Aufgaben:
**1.** Beantworte anhand des Textes über die Tagung „Lebensform Stadt“ diese Fragen:
(a) Wann und wo fand die Tagung statt?
(b) Wer veranstaltete das Diskussionsforum gemeinsam?
(c) Als Abfolge welcher drei Begriffspaare wurde die Veranstaltung konzipiert?
**2.** Übersetze diesen Satz aus dem Text über die Tagung „Lebensform Stadt“ ins Englische: „Der Arbeitskreis Stadtplanung im BDA und die Evangelische Akademie konzipierten die zweitägige Veranstaltung als Abfolge von drei Begriffspaaren: „Gemeinsinn und Individualität“, „Inspiration und Leidenschaft“ sowie „Planung und Improvisation“.“
**3.** Setze den Text über die Tagung „Lebensform Stadt“ nach seinem letzten Satz fort.

Buch der Woche: Lebensform Stadt

Unlustiges Taschenbuch

Im Januar 2016 fand am Starnberger See die Tagung „Lebensform Stadt“ statt. Subthema des gemeinsam vom Bund Deutscher Architekten und der Evangelischen Akademie Tutzing veranstalteten Diskussionsforums war damals „Der Mensch als unbekanntes Leitbild“ (siehe: der architekt 1/16, S. 72-75). Der Arbeitskreis Stadtplanung im BDA und die Evangelische Akademie konzipierten die zweitägige Veranstaltung als Abfolge von drei Begriffspaaren: „Gemeinsinn und Individualität“, „Inspiration und Leidenschaft“ sowie „Planung und Improvisation“.

Datenzeilen:
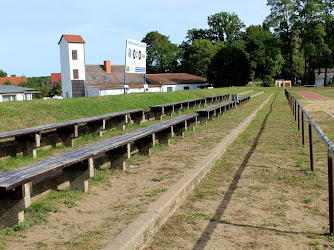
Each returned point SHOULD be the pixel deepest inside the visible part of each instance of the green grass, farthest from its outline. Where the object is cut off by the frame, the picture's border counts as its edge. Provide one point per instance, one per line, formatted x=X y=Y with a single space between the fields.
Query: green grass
x=18 y=115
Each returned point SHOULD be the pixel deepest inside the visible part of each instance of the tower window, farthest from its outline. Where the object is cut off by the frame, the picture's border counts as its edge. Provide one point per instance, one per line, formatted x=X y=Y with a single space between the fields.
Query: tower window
x=74 y=55
x=75 y=74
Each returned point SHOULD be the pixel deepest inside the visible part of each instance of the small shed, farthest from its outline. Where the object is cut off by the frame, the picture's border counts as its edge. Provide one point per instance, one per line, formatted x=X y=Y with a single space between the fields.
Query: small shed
x=320 y=76
x=283 y=83
x=16 y=93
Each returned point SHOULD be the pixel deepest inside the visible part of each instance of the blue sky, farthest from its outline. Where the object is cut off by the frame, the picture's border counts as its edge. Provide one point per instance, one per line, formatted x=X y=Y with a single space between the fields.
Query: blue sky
x=30 y=30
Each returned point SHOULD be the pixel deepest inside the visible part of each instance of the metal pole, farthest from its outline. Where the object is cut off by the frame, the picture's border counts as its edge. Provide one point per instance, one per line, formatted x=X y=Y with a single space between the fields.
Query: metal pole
x=295 y=110
x=298 y=117
x=331 y=191
x=311 y=146
x=303 y=129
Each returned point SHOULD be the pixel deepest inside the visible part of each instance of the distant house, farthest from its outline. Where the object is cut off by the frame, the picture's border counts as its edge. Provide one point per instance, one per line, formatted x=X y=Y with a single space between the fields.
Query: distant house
x=79 y=79
x=283 y=83
x=16 y=93
x=55 y=78
x=108 y=79
x=320 y=76
x=72 y=59
x=177 y=81
x=14 y=80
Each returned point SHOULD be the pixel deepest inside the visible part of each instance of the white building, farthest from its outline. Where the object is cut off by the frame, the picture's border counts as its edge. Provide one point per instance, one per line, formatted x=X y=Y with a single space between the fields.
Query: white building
x=80 y=80
x=72 y=59
x=16 y=93
x=320 y=76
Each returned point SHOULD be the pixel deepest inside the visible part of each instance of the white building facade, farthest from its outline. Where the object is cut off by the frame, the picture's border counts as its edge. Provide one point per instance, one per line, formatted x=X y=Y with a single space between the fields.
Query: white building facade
x=320 y=76
x=72 y=60
x=16 y=93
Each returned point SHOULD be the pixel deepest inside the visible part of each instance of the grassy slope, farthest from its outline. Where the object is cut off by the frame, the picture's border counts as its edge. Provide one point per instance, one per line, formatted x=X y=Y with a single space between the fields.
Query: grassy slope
x=18 y=115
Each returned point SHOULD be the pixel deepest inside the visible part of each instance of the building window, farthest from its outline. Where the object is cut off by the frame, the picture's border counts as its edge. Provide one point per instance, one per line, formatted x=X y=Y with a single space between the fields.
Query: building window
x=75 y=74
x=74 y=55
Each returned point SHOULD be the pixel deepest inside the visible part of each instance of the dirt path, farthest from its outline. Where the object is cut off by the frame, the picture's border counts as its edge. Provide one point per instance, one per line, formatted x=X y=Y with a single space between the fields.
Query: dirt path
x=312 y=96
x=107 y=209
x=260 y=195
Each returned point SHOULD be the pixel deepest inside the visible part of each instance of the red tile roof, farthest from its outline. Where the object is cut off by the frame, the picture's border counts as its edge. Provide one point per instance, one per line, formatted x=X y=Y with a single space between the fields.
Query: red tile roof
x=72 y=39
x=16 y=80
x=174 y=78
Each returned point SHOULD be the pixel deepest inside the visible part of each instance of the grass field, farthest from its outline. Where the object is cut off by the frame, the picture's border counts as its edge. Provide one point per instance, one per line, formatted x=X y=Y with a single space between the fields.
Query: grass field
x=261 y=194
x=261 y=191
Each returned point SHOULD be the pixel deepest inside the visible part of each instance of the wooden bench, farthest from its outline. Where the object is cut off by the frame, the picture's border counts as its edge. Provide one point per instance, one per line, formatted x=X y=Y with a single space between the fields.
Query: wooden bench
x=27 y=140
x=215 y=110
x=169 y=108
x=19 y=186
x=244 y=99
x=217 y=98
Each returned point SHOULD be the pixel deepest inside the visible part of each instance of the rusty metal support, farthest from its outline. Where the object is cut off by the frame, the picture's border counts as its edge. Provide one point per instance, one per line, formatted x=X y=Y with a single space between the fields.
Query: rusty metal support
x=303 y=129
x=311 y=146
x=331 y=191
x=298 y=117
x=295 y=110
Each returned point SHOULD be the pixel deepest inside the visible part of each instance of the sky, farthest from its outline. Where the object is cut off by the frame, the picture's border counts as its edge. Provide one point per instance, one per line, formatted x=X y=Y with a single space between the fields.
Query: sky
x=31 y=30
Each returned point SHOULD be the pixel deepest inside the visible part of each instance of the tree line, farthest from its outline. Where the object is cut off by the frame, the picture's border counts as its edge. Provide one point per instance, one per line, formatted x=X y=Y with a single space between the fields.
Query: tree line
x=295 y=40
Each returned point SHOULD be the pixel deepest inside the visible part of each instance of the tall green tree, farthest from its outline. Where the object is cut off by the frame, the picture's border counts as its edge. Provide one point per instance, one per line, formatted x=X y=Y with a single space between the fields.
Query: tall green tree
x=229 y=67
x=264 y=53
x=327 y=8
x=312 y=31
x=162 y=55
x=226 y=27
x=2 y=73
x=198 y=56
x=282 y=19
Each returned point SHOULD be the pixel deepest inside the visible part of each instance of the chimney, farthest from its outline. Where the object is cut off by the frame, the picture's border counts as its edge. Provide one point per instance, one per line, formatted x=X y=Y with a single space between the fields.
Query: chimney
x=107 y=66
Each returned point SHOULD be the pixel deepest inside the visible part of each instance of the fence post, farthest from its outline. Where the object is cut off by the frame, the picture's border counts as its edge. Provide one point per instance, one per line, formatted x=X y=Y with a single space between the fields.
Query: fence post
x=303 y=129
x=331 y=191
x=295 y=110
x=298 y=117
x=311 y=146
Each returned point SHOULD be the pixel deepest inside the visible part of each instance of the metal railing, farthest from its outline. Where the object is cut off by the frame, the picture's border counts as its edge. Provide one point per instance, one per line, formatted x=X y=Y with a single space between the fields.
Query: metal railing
x=298 y=110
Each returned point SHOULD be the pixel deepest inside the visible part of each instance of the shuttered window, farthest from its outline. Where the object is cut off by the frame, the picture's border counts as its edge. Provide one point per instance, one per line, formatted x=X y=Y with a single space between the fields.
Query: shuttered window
x=75 y=74
x=74 y=55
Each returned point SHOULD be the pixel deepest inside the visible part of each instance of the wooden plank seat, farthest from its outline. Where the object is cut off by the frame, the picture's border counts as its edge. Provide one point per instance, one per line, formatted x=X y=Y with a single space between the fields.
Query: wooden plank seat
x=215 y=110
x=19 y=186
x=217 y=98
x=169 y=108
x=244 y=99
x=27 y=140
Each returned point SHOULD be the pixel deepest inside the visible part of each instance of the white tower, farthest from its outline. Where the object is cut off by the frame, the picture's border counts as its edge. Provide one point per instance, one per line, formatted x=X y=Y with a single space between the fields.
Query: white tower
x=72 y=60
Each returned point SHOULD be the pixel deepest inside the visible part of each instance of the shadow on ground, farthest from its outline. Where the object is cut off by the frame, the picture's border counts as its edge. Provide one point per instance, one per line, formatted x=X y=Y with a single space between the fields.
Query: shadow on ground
x=206 y=235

Lösungen:
**1.**
(a) Im Januar 2016 am Starnberger See.
(b) Der Bund Deutscher Architekten und die Evangelische Akademie Tutzing.
(c) „Gemeinsinn und Individualität“, „Inspiration und Leidenschaft“ sowie „Planung und Improvisation“.

**2.** The urban planning working group of the BDA and the Evangelical Academy designed the two-day event as a sequence of three pairs of concepts: “community spirit and individuality,” “inspiration and passion,” and “planning and improvisation.”

**3.**
Auch das nun vorliegende Themenheft von Ausdruck und Gebrauch trägt den Titel „Lebensform Stadt“. Und tatsächlich ist das kein Zufall. Gemeinsam mit dem BDA hat Herausgeber Achim Hahn die Beiträge der Tutzinger Tagung nun gebündelt, um einige weitere Texte ergänzt und im Reigen der von ihm an der TU Dresden publizierten Schriftenreihe veröffentlicht. Wie schon die Tagung zeichnet sich auch die jetzt vorliegende und erweiterte Dokumentation durch den Blick auf das urbane Leben aus, der sich dem Phänomen Stadt von unterschiedlichen Seiten und mit verschiedenen Blickwinkeln nähert. Der Begriff „Zeitschrift“ ist hier jedoch irreführend. Ausdruck und Gebrauch kommt im gleichen Format daher wie das inhaltlich in der Regel nicht ganz so angereicherte „Lustige Taschenbuch“, in dem der Ehapa-Verlag seit 1967 aus dem Universum von Donald Duck und Micky Maus erzählt. Tatsächlich also ist auch die 13. Ausgabe der „Zeitschrift“ mehr Buch als Magazin.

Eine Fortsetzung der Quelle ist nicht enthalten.